The possibility of multinational companies leaving China in droves along with their supply chains has become a hot topic these days. This is nothing new.
In the first quarter of 2020, at the peak of the Covid-19 pandemic, many held the same view. The US and Japanese governments even offered subsidies to companies leaving China and returning home or relocating elsewhere. However, as the pandemic eased in the second quarter and China’s gross domestic product rebounded, the issue became moot.
Today’s situation is trickier. Emerging global challenges, including Russia’s invasion of Ukraine, changing geopolitics, deteriorating US-China relations, prolonged effects of the pandemic and the risk of recession in the United States and Europe suggest a more complex situation.
Many multinational companies are reportedly mulling whether to leave China and move their supply chains to other countries to mitigate risks. Vietnam and India are often mentioned as favoured countries. As BlackRock CEO and chairman Larry Fink said, the globalisation we have experienced over the past three decades has ended.

▶ Try it: Translate this sentence from the text on multinational companies leaving China into Spanish: "Vietnam and India are often mentioned as favoured countries." The rows are not needed here.

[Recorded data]
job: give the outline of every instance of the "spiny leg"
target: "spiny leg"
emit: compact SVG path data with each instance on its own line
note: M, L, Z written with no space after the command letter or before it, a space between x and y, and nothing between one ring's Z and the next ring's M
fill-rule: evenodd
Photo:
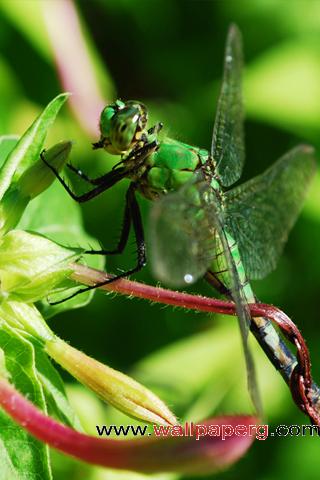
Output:
M69 185L60 176L59 172L52 165L50 165L49 162L47 162L47 160L44 157L44 151L41 152L40 157L41 157L41 160L47 165L47 167L50 168L50 170L54 173L54 175L57 177L57 179L59 180L63 188L66 190L66 192L70 195L70 197L73 198L73 200L75 200L78 203L84 203L84 202L87 202L88 200L91 200L92 198L97 197L98 195L100 195L100 193L104 192L105 190L108 190L117 182L122 180L126 173L125 168L118 168L117 170L108 172L106 175L103 175L99 179L96 179L97 186L95 188L93 188L92 190L89 190L88 192L82 195L77 195L71 190Z
M99 185L99 183L101 183L101 177L90 178L86 173L80 170L80 168L74 167L73 165L71 165L71 163L67 163L66 167L68 167L69 170L71 170L73 173L78 175L78 177L80 177L82 180L84 180L87 183L90 183L91 185Z
M122 272L119 275L115 275L112 278L108 278L107 280L96 283L95 285L91 285L85 288L80 288L77 292L73 293L69 297L64 298L63 300L59 300L57 302L49 302L50 305L58 305L59 303L63 303L66 300L70 300L71 298L75 297L76 295L79 295L80 293L88 292L95 288L102 287L104 285L108 285L109 283L115 282L120 278L128 277L129 275L137 273L146 265L147 258L146 258L146 247L145 247L145 240L144 240L143 224L142 224L139 205L135 197L135 189L136 189L136 185L134 183L131 183L126 194L126 209L125 209L124 224L123 224L123 229L121 233L121 238L120 238L117 249L113 250L111 253L113 254L121 253L123 251L125 245L127 244L130 224L132 222L135 239L136 239L137 256L138 256L136 266L130 270L127 270L126 272ZM88 253L91 255L105 255L108 253L108 251L89 250L85 253Z

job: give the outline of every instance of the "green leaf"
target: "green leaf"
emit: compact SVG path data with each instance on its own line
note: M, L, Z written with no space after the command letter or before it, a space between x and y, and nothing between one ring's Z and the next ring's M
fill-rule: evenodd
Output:
M47 354L41 349L35 349L36 368L48 408L48 415L55 416L62 423L82 431L80 421L70 406L64 383L53 367Z
M0 200L10 184L16 182L27 168L39 159L47 130L68 96L68 93L62 93L54 98L7 157L0 171Z
M2 322L0 348L5 354L10 381L19 392L46 412L42 386L34 366L33 345ZM48 447L13 422L3 410L0 411L0 438L1 478L10 480L52 478Z
M84 230L79 205L57 182L29 203L18 228L36 231L70 248L100 248L99 242ZM86 261L93 268L103 269L104 267L104 257L100 255L88 255ZM67 297L69 294L70 290L62 293L61 298ZM94 291L90 291L55 306L49 305L47 301L42 301L39 308L41 313L49 318L70 308L86 305L93 294ZM51 298L52 301L56 299L58 299L57 295Z
M17 145L19 137L17 135L2 135L0 137L0 167L6 161L9 153Z

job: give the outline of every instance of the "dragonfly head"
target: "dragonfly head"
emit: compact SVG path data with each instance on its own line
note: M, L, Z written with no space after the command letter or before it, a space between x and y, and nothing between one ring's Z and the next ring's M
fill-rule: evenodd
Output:
M93 148L104 148L113 155L128 152L141 139L147 119L143 103L117 100L107 105L100 115L100 140Z

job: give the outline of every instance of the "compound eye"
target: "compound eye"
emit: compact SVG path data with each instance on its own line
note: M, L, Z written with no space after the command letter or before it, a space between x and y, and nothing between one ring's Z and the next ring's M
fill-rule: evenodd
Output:
M111 133L111 119L116 114L117 109L114 105L105 107L100 115L100 133L101 137L109 139Z

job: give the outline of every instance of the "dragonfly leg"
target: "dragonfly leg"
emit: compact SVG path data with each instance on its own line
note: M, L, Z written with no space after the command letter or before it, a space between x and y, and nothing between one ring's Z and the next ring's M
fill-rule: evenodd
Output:
M50 165L49 162L45 159L44 152L42 151L40 154L41 160L50 168L50 170L54 173L54 175L57 177L63 188L66 190L66 192L70 195L70 197L73 198L78 203L84 203L87 202L88 200L91 200L92 198L97 197L100 195L100 193L104 192L105 190L108 190L111 188L115 183L119 182L122 180L125 176L125 169L124 168L118 168L117 170L108 172L106 175L103 175L102 177L99 177L98 179L95 179L94 182L96 184L96 187L93 188L92 190L89 190L88 192L82 194L82 195L77 195L75 194L69 185L65 182L65 180L60 176L59 172Z
M135 197L135 189L136 185L134 183L131 183L127 194L126 194L126 209L125 209L125 216L124 216L124 224L123 224L123 229L121 233L121 238L118 243L118 246L115 250L111 251L111 254L114 253L121 253L127 243L128 236L129 236L129 230L130 230L130 225L132 222L133 225L133 230L135 234L135 239L136 239L136 246L137 246L137 263L135 267L133 267L130 270L127 270L125 272L120 273L119 275L115 275L112 278L108 278L107 280L104 280L100 283L96 283L95 285L91 285L89 287L84 287L80 288L78 291L70 295L69 297L64 298L63 300L59 300L57 302L49 302L50 305L57 305L59 303L63 303L66 300L70 300L71 298L75 297L76 295L79 295L80 293L88 292L90 290L94 290L95 288L102 287L104 285L107 285L109 283L115 282L116 280L119 280L120 278L128 277L129 275L132 275L133 273L137 273L140 271L147 262L147 257L146 257L146 247L145 247L145 240L144 240L144 231L143 231L143 224L142 224L142 218L141 218L141 213L139 209L139 205L137 202L137 199ZM91 254L91 255L106 255L110 254L110 251L106 250L89 250L85 252L86 254Z
M91 185L99 185L99 184L101 183L101 178L103 178L103 177L90 178L90 177L88 177L88 175L87 175L86 173L84 173L82 170L80 170L79 168L74 167L73 165L71 165L71 163L67 163L67 164L66 164L66 167L68 167L69 170L71 170L73 173L75 173L76 175L78 175L78 177L80 177L82 180L84 180L84 181L87 182L87 183L90 183Z

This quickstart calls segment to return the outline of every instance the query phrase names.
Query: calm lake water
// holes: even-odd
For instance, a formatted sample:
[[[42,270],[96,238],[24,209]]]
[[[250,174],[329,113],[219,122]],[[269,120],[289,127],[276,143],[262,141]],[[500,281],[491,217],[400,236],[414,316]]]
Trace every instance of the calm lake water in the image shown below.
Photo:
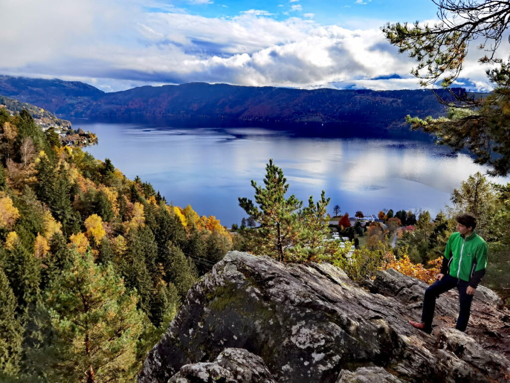
[[[86,148],[110,158],[130,178],[150,182],[174,205],[190,204],[200,215],[215,216],[228,227],[244,211],[238,197],[253,199],[269,158],[283,169],[289,192],[308,201],[321,190],[353,216],[360,210],[428,210],[434,217],[461,181],[484,168],[465,154],[413,141],[304,138],[264,129],[161,128],[123,124],[74,123],[97,133]],[[495,181],[508,182],[508,178]]]

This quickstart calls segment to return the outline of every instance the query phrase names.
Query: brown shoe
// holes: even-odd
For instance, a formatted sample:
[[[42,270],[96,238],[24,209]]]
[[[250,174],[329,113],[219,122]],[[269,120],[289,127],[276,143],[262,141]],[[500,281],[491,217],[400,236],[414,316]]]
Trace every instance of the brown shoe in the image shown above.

▶ Response box: Vietnam y la India se mencionan a menudo como países preferidos.